Nothing outside the range is wanted. Repeat exactly the lines below from the one with "of the climbing" through the one with "of the cliff".

**Provided records:**

--------------------------------------------------

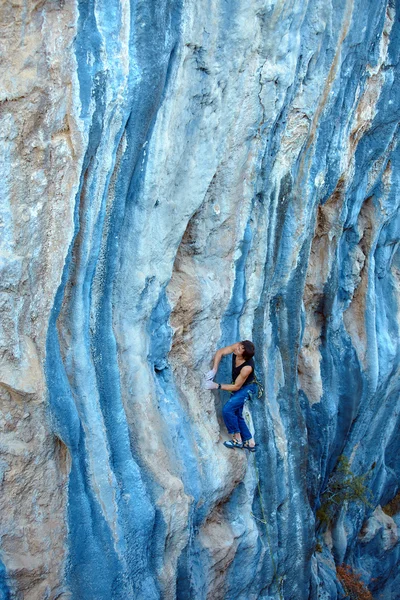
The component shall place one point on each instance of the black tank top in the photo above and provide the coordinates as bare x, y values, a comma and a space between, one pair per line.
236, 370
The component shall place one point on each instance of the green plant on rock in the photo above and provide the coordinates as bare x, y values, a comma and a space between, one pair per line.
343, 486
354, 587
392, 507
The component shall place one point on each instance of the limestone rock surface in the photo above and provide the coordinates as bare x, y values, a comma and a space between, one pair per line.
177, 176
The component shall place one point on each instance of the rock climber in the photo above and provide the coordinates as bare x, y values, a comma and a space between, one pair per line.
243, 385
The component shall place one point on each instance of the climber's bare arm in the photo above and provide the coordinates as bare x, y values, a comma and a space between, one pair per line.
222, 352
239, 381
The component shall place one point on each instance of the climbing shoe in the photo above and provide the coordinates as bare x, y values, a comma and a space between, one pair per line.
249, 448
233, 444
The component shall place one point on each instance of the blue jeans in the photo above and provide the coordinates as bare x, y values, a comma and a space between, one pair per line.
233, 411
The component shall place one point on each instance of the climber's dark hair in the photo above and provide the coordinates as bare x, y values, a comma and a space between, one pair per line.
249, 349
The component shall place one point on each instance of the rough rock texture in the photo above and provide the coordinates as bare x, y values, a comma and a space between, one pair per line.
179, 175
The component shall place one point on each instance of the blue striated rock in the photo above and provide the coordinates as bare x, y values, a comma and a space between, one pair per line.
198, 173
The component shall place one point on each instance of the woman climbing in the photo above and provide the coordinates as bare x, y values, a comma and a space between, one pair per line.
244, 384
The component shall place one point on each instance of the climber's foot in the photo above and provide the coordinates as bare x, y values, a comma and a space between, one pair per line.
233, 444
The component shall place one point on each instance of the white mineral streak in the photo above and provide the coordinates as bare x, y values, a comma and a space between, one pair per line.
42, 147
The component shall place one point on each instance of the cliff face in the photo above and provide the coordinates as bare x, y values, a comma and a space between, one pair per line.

--------------------------------------------------

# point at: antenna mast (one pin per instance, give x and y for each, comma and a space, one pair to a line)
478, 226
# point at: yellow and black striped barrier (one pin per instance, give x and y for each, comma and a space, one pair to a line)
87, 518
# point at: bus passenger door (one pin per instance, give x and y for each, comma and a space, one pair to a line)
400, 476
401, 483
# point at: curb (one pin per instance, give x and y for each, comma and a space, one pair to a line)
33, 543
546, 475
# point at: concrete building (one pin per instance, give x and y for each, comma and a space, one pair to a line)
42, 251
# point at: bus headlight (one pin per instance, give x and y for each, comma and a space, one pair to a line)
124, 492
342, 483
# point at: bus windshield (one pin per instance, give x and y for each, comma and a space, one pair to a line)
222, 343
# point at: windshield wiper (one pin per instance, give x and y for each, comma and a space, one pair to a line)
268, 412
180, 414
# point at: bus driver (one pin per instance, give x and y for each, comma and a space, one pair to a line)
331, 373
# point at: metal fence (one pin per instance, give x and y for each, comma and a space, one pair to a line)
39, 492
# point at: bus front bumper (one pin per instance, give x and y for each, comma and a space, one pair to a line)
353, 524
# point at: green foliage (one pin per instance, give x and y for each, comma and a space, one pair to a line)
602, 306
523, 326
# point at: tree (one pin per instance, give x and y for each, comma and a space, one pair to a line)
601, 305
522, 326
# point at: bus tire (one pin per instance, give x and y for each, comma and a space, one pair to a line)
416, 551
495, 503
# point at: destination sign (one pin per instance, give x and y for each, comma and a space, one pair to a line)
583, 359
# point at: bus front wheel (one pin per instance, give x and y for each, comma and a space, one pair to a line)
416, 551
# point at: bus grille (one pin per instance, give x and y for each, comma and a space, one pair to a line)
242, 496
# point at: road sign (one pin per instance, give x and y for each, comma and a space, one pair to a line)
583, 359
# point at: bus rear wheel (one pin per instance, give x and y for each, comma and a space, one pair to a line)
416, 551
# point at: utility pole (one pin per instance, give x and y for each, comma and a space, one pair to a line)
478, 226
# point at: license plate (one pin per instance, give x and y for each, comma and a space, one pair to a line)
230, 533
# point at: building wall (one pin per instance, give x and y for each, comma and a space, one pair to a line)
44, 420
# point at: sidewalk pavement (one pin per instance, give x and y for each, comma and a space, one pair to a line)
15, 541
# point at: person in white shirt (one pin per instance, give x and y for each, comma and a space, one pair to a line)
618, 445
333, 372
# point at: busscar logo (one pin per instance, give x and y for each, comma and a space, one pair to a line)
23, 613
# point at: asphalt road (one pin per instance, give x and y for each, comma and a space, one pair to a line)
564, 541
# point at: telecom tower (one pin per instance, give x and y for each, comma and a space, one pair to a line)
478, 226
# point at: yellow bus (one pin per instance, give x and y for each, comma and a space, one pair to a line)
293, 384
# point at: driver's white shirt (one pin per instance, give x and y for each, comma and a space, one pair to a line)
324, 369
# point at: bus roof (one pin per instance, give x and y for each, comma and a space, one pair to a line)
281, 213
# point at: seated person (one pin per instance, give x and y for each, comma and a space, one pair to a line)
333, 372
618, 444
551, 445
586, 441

--------------------------------------------------

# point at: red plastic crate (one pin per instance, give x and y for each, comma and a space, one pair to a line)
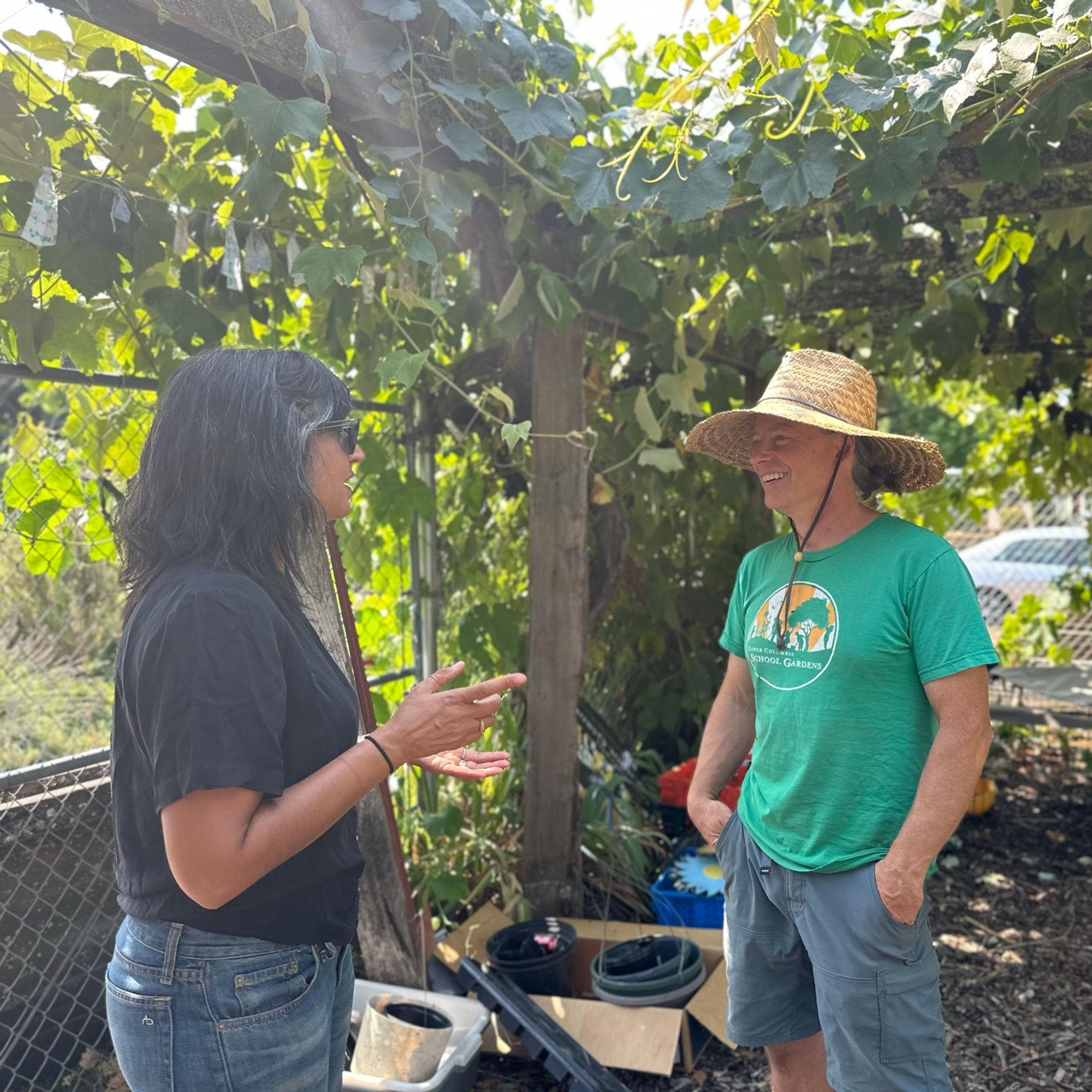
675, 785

--------------------------------------------------

**Reply:**
The component shall place one point on each instance of the climbing shoe in the photo above and provide the coordinates as bare x, y values, a comma and a space between, one pair per line.
249, 448
233, 444
The component shall place one point on each instance of the blue jeans in the photo above and provide the coordinates as bare x, y values, a comma and a space between, one pair per line.
233, 411
The component shall place one point on each instance of the climber's dark hair in the photo above and provide the coordinates as bare x, y values, a comma and a space between, one pair per line.
249, 349
The component shall place one point on each instance of the rough rock texture in the photo above and provide the coordinates as bare x, y values, a comma and a space between, one pair per line.
179, 175
The component shall place one point on each instance of the blue striated rock in the photo above and provide the coordinates as bare x, y values, a comma and a space between, one pair per line.
198, 173
The component shall place one point on each instance of the woman climbing in the photo above and provide the coordinates as bare x, y values, a comma and a space between, one pair per line.
244, 384
The component shall place one point on each instance of the climber's foot in the photo above and provide the coordinates as bare x, y values, a comma and a space between, one pair per line.
233, 444
The component shall place one point on each instance of the white mineral streak in the photo above and provide the coordinates as bare x, y values, a comma and a space between, one pair per line.
42, 147
The component shall place one point on each instance of the cliff face in the photo above and provide the coordinates as bare x, y values, a comma and a space between, one pair per line.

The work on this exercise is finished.